Extracted text:
>>>
A student asked what she thought about the Fort Worth Zoo's new primate exhibit.

"Zoos are getting better," said Goodall, who hadn't seen the new environment, "but the key is making sure that chimpanzees and gorillas have enough to do. They get very bored."

Before her hourlong talk, Goodall inspected the projects.

Students in Country Day's Project Prairie habitat restoration project were visibly thrilled when Goodall asked them to write a résumé of their activities for her current book on the therapeutic value of working with plants.

She praised the Project S.O.S. (Save Our Sharks) group and its shark finning awareness mission, and the Invisible Children Club, which partners with school rebuilding efforts in Uganda.

"It's a once-in-a-lifetime opportunity," Country Day student Maura Vestal, 15, said after shaking Goodall's hand. "I've loved animals all of my life, and it's amazing to meet one of your heroes."
<<<
Activities:
1 > In the account of Goodall's visit, what did the Invisible Children Club partner with?
2 > Continue the account of Goodall's school visit, picking up after Maura Vestal's remark.
The records play no part in what is asked here.

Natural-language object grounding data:
>>>
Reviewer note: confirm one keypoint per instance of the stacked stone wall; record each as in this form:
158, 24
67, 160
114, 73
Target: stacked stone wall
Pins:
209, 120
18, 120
<<<
Exercise results:
1 > School rebuilding efforts in Uganda.

2 >
Goodall said the decline of the chimpanzee population has been dramatic. A hundred years ago, there were 2 million in the wild; now only about 250,000 live free.

"It's due to human population growth, deforestation, pollution, climate change and poverty," she said. "It was totally different when I started my work. There were forests then all across Africa."

Goodall's message isn't grim, she insisted.

"The question I get asked most often is if I really have hope," she said. "Yes. It's the human brain that gives me hope."